··· Material for this task ···

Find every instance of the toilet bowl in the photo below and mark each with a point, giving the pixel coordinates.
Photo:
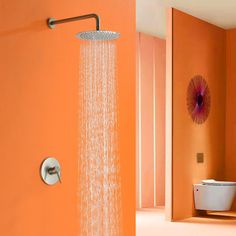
(214, 195)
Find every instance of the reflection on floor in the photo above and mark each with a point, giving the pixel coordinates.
(151, 222)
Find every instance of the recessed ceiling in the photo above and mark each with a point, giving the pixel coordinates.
(151, 14)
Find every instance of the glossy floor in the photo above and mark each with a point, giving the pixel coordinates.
(151, 222)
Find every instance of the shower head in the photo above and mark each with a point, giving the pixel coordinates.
(98, 35)
(87, 35)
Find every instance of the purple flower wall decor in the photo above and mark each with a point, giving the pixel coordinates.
(198, 99)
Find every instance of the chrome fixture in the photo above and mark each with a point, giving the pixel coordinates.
(88, 35)
(50, 171)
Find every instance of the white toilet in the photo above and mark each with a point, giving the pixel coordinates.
(214, 195)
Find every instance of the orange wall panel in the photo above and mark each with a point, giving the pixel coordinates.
(230, 160)
(160, 84)
(198, 48)
(147, 130)
(150, 121)
(39, 118)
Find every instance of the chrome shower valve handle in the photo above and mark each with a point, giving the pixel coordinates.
(51, 171)
(55, 170)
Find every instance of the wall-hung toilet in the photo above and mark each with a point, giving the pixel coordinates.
(214, 195)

···

> _Problem requirements_: From the line containing "Find every instance of the chrome fixture" down to the last line, reproduce the records exactly. Include both ends.

> _Complete response_:
Find every instance of the chrome fixture in the photo above and mark each with a point, giving the pixel coordinates.
(88, 35)
(50, 171)
Find every instance of the white toilet in the photo above and mark each with a point, giving the pixel coordinates.
(214, 195)
Find every instance of the orange wall panel in the photo above and mark each with a point, giving the pixel coordinates.
(230, 160)
(160, 84)
(198, 48)
(147, 130)
(150, 121)
(39, 118)
Find every instance of the chrome shower valve handle in the photo above and mark each with a point, giving the pixel coordinates.
(51, 171)
(55, 170)
Find every instance of the wall-hung toilet in the photo above and mark each with a point, giving the pixel coordinates.
(214, 195)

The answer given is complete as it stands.